Items from a labeling collection:
— begin —

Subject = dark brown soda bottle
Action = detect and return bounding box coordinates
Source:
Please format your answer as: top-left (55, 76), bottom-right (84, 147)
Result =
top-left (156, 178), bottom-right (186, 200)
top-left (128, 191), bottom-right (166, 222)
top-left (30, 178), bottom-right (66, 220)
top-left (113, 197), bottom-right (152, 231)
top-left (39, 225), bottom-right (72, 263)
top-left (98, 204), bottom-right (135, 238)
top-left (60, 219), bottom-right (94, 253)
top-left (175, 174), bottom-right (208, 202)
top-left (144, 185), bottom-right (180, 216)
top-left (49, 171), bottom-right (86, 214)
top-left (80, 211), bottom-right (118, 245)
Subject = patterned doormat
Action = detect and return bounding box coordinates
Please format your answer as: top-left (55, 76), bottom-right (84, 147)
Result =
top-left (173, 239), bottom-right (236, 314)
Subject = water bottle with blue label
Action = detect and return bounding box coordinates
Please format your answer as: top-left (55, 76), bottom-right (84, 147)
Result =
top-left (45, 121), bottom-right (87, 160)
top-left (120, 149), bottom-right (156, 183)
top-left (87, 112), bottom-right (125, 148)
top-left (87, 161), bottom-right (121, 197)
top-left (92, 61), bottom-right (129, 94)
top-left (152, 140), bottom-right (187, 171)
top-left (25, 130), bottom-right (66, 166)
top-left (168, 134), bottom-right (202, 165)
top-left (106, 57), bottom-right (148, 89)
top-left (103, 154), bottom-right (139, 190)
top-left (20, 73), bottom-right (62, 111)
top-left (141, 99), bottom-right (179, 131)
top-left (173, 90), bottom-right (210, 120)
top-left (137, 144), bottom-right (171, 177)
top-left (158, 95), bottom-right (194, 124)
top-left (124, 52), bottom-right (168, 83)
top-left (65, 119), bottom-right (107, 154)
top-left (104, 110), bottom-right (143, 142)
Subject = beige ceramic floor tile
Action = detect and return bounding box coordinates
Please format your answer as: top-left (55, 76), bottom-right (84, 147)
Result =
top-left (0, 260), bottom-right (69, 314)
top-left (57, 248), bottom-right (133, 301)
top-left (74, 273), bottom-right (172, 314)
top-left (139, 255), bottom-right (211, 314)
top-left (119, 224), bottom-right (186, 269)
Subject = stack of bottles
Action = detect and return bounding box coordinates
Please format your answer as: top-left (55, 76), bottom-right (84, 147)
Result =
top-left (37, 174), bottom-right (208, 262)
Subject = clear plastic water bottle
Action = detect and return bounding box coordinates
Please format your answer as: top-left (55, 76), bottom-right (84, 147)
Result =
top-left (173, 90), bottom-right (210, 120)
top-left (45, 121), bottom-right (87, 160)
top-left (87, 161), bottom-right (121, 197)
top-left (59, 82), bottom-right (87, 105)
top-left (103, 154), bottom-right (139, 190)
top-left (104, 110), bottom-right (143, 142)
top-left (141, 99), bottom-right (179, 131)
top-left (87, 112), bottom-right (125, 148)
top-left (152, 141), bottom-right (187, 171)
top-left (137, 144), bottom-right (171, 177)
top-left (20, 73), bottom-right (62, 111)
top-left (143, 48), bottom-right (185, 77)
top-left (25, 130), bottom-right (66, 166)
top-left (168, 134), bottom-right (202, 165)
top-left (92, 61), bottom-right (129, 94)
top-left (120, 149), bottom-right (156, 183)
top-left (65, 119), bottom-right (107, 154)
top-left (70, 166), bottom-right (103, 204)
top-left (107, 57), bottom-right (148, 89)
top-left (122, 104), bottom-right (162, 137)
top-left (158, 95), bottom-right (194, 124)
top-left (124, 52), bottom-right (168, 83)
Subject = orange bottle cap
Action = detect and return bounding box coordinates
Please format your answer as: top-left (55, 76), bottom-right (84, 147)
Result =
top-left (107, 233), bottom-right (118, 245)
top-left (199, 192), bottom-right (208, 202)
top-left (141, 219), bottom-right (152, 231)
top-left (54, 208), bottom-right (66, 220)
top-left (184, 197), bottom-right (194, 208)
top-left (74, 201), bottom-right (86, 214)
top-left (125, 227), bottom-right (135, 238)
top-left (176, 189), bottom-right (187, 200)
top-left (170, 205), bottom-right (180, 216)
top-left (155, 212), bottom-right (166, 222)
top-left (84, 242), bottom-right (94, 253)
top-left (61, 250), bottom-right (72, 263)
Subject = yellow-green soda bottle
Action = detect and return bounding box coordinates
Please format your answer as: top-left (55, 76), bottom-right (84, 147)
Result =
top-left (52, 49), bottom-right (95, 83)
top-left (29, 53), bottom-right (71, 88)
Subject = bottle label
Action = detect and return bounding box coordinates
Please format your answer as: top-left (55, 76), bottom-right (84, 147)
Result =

— end —

§ **EXERCISE DESCRIPTION**
Write out the rows from their start through the line containing "top-left (128, 191), bottom-right (166, 222)", requests included. Shift every bounding box coordinate in the answers by adding 28, but keep the numbers in the requests and their format sample as they are.

§ **FULL SOLUTION**
Subject = dark brown soda bottle
Action = detect and return bounding box coordinates
Source:
Please format your answer as: top-left (55, 76), bottom-right (84, 147)
Result =
top-left (184, 206), bottom-right (214, 228)
top-left (156, 219), bottom-right (194, 250)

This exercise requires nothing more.